__Task brief__.
Please change "white curtain" to "sheer curtain" in everything from the start of the listing below down to the line containing "[(239, 1), (91, 6), (91, 369), (257, 371)]", and write those lines out again with nothing else altered.

* START Dataset content *

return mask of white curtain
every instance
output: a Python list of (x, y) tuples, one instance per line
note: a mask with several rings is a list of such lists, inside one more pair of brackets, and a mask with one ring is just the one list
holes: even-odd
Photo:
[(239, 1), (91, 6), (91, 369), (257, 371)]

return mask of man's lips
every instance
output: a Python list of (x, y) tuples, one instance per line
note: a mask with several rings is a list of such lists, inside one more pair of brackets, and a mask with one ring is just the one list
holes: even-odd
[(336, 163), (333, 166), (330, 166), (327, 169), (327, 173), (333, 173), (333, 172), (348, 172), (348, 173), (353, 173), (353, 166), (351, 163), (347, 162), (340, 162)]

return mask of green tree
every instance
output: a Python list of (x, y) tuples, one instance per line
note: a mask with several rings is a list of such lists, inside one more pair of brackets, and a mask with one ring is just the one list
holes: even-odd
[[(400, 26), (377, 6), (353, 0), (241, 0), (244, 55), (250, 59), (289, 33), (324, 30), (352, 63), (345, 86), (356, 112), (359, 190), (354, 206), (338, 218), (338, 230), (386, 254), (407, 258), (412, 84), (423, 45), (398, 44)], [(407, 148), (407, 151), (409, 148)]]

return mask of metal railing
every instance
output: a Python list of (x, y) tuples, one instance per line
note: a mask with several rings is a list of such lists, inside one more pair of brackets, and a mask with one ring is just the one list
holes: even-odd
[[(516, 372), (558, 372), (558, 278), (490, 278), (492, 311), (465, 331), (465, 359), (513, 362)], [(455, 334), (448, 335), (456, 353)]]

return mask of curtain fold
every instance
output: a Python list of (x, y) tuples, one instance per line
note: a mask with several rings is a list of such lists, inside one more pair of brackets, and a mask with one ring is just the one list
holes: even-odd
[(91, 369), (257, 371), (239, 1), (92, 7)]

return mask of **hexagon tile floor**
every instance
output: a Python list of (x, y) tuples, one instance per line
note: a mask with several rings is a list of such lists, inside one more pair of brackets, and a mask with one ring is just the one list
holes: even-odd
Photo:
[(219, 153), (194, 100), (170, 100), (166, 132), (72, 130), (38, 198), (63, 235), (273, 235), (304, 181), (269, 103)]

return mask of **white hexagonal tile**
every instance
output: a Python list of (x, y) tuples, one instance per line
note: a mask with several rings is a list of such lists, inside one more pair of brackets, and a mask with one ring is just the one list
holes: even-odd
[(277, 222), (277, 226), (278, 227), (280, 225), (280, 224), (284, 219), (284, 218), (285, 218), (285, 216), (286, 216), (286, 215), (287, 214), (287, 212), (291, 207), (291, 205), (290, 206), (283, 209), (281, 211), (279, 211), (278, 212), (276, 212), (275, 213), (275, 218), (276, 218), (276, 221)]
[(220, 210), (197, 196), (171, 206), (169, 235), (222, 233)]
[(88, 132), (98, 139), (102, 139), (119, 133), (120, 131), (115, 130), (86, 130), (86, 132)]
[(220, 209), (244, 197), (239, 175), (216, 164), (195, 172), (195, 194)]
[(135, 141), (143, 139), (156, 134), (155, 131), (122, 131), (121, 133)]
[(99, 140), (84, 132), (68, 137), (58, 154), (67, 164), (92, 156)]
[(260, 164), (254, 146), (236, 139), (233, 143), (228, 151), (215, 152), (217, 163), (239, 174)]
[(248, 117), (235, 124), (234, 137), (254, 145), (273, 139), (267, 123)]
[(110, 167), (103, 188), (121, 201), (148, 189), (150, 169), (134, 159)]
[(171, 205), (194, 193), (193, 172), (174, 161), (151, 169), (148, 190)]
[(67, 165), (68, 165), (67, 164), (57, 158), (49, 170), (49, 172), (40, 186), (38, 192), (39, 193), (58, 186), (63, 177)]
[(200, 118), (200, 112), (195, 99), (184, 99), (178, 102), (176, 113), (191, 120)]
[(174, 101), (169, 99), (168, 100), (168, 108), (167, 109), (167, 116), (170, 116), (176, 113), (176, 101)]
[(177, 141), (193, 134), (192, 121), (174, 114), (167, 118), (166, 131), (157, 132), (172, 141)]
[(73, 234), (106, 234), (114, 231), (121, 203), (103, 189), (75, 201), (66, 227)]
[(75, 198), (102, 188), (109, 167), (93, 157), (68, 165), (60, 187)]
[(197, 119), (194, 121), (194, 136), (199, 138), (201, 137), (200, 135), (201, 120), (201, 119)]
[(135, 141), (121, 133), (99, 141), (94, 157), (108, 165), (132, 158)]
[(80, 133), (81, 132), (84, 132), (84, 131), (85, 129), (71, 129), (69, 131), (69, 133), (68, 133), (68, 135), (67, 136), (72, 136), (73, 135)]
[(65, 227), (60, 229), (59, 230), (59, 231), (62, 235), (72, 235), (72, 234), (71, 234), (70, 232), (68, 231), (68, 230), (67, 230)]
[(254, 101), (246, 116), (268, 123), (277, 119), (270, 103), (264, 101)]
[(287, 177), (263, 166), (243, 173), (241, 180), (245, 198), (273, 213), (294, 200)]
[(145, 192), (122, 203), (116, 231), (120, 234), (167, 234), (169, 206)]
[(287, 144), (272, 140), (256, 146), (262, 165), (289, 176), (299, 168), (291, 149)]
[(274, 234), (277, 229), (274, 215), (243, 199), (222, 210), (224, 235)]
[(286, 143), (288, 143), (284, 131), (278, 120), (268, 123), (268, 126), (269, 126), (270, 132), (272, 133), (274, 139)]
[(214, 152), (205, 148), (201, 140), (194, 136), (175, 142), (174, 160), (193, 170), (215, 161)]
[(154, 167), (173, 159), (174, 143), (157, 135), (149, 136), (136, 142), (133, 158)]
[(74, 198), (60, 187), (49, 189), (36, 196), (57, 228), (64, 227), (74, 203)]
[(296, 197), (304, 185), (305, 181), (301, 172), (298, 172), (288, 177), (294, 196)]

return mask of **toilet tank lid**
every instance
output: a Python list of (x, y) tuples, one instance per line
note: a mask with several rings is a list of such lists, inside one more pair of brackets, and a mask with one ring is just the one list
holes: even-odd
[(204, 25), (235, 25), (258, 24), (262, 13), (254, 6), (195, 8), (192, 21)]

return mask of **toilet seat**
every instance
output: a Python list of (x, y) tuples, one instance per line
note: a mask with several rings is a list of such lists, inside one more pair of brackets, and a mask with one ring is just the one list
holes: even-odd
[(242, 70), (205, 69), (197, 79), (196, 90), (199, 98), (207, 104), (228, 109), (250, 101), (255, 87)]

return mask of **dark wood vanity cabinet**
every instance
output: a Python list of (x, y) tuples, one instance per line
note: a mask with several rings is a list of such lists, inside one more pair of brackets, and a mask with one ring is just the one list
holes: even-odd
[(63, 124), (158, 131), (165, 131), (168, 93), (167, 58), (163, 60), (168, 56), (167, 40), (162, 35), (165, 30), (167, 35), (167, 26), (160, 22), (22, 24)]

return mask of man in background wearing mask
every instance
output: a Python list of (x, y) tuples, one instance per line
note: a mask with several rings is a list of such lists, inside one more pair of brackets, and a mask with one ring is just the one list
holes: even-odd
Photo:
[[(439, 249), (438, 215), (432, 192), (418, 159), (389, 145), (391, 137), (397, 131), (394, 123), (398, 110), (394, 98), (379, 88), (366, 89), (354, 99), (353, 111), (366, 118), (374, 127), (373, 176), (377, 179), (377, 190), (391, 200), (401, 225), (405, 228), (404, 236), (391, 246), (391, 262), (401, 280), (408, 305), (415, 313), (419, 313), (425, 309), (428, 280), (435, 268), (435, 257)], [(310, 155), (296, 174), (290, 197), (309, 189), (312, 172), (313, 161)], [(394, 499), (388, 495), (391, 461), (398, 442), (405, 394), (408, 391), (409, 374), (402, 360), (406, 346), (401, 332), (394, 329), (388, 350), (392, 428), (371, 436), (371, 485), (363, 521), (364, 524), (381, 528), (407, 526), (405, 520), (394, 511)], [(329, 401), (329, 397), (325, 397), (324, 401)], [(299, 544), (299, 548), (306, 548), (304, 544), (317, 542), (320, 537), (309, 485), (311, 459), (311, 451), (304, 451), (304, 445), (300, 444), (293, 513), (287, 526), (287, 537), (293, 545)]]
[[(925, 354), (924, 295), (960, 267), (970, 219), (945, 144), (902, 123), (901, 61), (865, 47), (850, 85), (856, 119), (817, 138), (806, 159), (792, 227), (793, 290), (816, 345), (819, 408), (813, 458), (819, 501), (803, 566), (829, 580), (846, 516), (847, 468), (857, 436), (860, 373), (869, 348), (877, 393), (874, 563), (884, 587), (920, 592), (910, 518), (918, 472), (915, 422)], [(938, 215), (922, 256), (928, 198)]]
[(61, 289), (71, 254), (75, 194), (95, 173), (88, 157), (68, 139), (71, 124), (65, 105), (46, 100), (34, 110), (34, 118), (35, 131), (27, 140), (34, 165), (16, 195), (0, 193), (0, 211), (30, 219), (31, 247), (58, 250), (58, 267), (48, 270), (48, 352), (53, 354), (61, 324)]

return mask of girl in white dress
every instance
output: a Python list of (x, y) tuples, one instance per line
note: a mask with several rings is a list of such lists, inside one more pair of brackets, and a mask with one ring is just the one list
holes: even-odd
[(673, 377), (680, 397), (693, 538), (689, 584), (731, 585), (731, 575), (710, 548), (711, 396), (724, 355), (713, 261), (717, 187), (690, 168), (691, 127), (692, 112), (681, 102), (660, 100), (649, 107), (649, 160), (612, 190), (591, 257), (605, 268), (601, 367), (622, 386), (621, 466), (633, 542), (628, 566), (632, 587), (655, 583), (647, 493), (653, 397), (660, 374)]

* END Dataset content *

__Exercise solution__.
return mask of sheer curtain
every instance
output: a Python list of (x, y) tuples, one instance per line
note: a mask with several rings is a list of such lists, inside one more pair of brackets, and a mask with one ring is just the one list
holes: even-odd
Photo:
[(239, 1), (91, 6), (91, 369), (257, 371)]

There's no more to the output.